(What needs to be done): Pick out each line of the data below that contains the string "refrigerator" and copy those lines. Case counts.

(Dataset):
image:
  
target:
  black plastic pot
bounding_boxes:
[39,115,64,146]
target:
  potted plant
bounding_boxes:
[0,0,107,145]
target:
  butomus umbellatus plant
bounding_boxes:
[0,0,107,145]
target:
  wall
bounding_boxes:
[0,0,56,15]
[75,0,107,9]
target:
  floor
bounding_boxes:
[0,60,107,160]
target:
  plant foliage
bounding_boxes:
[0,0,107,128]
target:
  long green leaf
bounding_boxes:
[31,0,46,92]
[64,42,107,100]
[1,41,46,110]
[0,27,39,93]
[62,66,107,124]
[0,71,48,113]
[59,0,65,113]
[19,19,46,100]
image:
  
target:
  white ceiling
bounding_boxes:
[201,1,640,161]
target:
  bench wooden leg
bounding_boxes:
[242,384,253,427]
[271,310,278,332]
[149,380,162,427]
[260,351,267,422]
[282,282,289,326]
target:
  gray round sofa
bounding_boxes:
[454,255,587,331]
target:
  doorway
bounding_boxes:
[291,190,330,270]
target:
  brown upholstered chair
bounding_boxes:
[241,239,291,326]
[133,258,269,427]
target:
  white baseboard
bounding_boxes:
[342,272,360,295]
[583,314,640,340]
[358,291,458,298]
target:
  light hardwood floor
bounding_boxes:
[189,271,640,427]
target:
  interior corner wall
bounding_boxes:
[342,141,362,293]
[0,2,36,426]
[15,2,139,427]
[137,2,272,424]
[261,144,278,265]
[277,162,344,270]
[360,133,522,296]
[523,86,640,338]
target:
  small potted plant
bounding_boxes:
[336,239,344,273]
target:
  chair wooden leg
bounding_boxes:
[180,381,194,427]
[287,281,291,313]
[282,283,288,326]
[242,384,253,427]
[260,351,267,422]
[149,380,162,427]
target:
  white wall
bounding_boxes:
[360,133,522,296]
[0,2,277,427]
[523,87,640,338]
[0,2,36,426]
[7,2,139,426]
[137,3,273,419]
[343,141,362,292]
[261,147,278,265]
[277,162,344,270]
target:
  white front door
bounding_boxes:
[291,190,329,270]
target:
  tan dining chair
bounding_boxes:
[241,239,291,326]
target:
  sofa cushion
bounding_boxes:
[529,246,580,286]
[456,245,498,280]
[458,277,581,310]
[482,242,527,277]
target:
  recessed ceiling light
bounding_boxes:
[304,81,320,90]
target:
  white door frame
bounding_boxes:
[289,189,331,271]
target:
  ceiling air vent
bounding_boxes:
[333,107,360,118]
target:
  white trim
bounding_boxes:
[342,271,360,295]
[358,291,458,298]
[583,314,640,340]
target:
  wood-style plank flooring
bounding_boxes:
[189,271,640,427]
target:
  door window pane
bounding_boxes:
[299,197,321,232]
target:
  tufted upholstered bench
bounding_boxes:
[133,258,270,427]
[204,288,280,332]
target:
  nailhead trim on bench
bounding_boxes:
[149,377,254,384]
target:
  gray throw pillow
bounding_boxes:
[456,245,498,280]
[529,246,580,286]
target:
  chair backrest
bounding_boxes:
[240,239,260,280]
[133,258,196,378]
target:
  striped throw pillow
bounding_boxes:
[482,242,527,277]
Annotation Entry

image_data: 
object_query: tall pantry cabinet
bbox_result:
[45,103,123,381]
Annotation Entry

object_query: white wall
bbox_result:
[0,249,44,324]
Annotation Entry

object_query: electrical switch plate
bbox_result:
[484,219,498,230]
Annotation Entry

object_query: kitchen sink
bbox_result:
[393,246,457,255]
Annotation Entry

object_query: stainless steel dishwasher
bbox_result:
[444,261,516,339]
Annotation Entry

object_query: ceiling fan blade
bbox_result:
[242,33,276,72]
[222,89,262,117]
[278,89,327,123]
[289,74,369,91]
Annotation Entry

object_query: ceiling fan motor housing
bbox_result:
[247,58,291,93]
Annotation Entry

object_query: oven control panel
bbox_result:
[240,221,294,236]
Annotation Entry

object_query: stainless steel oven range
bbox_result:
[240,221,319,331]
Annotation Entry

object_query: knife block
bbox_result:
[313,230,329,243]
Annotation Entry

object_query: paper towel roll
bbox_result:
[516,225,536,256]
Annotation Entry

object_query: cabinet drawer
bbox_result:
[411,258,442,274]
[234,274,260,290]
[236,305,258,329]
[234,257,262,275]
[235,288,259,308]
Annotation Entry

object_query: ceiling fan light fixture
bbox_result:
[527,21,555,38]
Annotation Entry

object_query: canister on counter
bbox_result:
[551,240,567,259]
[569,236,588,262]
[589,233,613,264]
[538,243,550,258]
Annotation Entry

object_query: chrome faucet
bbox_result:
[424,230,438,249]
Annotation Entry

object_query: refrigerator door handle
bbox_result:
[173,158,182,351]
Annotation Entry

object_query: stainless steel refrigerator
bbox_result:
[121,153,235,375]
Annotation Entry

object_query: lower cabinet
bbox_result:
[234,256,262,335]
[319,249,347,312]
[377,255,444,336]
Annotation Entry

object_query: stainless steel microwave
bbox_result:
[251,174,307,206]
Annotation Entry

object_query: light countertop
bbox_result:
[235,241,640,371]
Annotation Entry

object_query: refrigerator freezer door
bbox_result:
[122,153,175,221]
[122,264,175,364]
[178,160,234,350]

(Task answer):
object_query: refrigerator door handle
object_query: stainless steel refrigerator
object_query: refrigerator freezer door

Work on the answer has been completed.